Reproduce every one of the records below word for word, with nothing added, dropped, or changed.
==== DATASET RECORDS ====
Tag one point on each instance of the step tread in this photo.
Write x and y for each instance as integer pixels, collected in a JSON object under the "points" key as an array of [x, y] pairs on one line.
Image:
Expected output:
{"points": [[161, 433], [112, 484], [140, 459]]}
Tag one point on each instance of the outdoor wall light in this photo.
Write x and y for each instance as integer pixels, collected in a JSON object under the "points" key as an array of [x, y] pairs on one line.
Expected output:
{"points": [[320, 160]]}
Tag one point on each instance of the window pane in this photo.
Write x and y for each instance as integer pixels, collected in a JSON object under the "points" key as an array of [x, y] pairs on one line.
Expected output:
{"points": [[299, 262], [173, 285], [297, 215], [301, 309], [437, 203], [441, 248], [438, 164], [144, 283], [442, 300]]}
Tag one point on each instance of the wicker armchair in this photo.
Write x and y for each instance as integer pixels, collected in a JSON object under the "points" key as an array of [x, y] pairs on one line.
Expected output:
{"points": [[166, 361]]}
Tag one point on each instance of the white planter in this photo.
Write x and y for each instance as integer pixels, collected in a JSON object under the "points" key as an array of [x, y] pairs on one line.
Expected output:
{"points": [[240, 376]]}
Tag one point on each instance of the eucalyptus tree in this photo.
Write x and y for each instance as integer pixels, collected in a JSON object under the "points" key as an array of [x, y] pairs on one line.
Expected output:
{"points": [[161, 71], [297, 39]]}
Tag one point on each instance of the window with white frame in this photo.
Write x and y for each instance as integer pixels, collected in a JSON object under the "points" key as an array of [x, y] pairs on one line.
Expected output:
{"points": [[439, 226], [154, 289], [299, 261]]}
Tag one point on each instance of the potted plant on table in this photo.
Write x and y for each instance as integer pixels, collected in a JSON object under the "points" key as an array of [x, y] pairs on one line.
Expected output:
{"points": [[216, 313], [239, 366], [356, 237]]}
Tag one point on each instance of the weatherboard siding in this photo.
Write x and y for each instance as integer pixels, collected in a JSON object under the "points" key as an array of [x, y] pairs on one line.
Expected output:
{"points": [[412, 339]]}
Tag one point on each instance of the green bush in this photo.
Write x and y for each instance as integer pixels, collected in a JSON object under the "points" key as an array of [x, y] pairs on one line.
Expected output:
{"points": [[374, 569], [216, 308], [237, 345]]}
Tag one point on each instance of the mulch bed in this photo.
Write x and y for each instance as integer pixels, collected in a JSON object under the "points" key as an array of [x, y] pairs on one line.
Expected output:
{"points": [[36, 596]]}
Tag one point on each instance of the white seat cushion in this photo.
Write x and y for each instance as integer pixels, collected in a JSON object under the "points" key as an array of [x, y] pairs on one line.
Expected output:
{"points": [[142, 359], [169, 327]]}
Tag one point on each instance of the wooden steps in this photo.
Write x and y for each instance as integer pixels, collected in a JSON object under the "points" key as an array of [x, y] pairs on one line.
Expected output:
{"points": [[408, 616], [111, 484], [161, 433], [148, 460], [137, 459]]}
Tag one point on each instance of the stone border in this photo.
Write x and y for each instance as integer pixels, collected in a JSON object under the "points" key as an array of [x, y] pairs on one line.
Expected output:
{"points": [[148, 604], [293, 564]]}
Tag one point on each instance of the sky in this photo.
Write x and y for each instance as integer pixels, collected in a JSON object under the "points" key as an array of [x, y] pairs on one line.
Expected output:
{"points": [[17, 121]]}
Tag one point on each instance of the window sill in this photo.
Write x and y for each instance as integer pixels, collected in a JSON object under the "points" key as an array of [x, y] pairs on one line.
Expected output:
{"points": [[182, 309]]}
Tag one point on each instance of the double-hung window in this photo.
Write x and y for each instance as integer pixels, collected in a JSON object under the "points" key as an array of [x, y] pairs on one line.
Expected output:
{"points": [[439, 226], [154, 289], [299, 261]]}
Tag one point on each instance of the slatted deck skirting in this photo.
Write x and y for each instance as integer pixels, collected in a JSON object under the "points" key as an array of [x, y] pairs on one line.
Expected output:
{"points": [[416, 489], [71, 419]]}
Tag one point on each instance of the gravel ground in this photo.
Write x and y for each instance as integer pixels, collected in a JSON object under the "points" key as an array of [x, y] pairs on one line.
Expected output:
====
• _RESPONSE TO THIS TASK_:
Tag one point on each instance of the step tread in this photo.
Write x and y for each instance as integer pixels, collected in a JSON object under the "points" key as an array of [x, y] pairs on one line.
Image:
Expected output:
{"points": [[161, 433], [112, 484], [140, 459]]}
Tag one point on each instance of the outdoor wall light in this photo.
Write x and y for each instance as integer pixels, collected in a JSON object under the "points" key as an array of [x, y] pairs on one line.
Expected output:
{"points": [[320, 160]]}
Tag one point on each instance of the window pane in this photo.
Write x and y for each instance as integer pixels, collected in a JSON object under the "points" key as an array of [x, y] pairs on one line.
Expected output:
{"points": [[299, 262], [173, 285], [297, 215], [301, 309], [437, 203], [441, 248], [438, 164], [144, 283], [442, 300]]}
Tag one point on each instance of the wicker armchair in this photo.
Write x and y for each instance as integer pixels, collected in a JSON object under the "points" key as an array of [x, y] pairs on one line.
Expected output:
{"points": [[166, 361]]}
Tag one point on each instance of the white planter in this photo.
Write x and y for each instance as integer pixels, collected in a JSON object under the "points" key as an array of [x, y] pairs on one line.
Expected output:
{"points": [[240, 376]]}
Tag one point on each instance of the eucalyptus tree in this photo.
Write x and y for each instance as integer pixels, collected in a JSON object under the "points" key as an array of [x, y] pairs on one line.
Expected output:
{"points": [[161, 71], [297, 39]]}
Tag one point on each instance of the window with white frame in this photo.
Write x and y for each instance as integer pixels, collected in a JSON object under the "points" key as an array of [x, y] pairs on one line.
Expected output:
{"points": [[439, 226], [154, 289], [299, 261]]}
Tag one point on each instance of the potted plant on table in this photo.
Write x and y for each instance as integer pixels, collected in a JSON object under the "points" key as an array of [x, y] pairs on one line.
Expected output:
{"points": [[216, 313], [239, 366], [356, 237]]}
Tag one point on each instance of the weatherboard siding in this photo.
Write x and y for each instance as integer pixels, collected in a JSON object under the "points" key as an array of [x, y] pairs on one line.
Expected output:
{"points": [[412, 339]]}
Tag one point on each instance of the green bush in this photo.
Write x and y for each instance as integer pixels, collected in a JSON object under the "points" key as an array of [x, y] pairs on one line.
Expected output:
{"points": [[374, 569], [216, 308], [237, 345]]}
Tag one point on each instance of the mulch bed in this photo.
Write x and y for each instance as integer pixels, collected in a JSON object under the "points" key as an array of [x, y] pairs on one line.
Expected output:
{"points": [[36, 596]]}
Tag one point on each instance of the white seat cushion in this photo.
Write x and y for each instance as integer pixels, collected in a JSON object under the "points" key as an array of [x, y] pairs on one line.
Expected output:
{"points": [[142, 359], [169, 327]]}
Tag one point on each instance of the wooden steps in this photo.
Write x and y for each instance as integer pixels, collected in a JSON object under the "points" key as an array of [x, y] pairs on one line.
Expected output:
{"points": [[408, 616], [111, 484], [161, 433], [148, 460], [137, 459]]}
Tag one point on each instance of the stone border in this photo.
Write x and y for each instance as integer pixels, collected in a JSON object under the "points" key as an array of [x, y] pairs on one line.
Expected output:
{"points": [[148, 604], [293, 564]]}
Tag one point on each instance of the sky in this photo.
Write x and y for each instance as integer pixels, collected in a JSON object under the "points" key as an array of [x, y] pairs on one line.
Expected output:
{"points": [[17, 121]]}
Tag one point on each instance of the window sill in this photo.
Write x and y for each instance as integer pixels, collected in a JSON object under the "points" key as an array of [x, y] pairs on one line.
Expected output:
{"points": [[182, 309]]}
Tag one point on each instance of the double-hung window in this photo.
Write x and y for each instance as integer pixels, collected in a JSON object under the "points" key as an array of [x, y] pairs on one line.
Expected output:
{"points": [[439, 226], [154, 289], [299, 261]]}
Tag one point on each instance of the slatted deck skirting in this photo.
Write x and y for each instance as integer pixels, collected in a JSON object under the "points" key as an array of [x, y] pairs on one line.
Expected output:
{"points": [[416, 489], [71, 419]]}
Tag one point on each instance of the gravel ground in this photo.
Write x and y for each instance as integer pixels, collected in a JSON object under the "points" key as an array of [x, y] pairs on one line.
Expected output:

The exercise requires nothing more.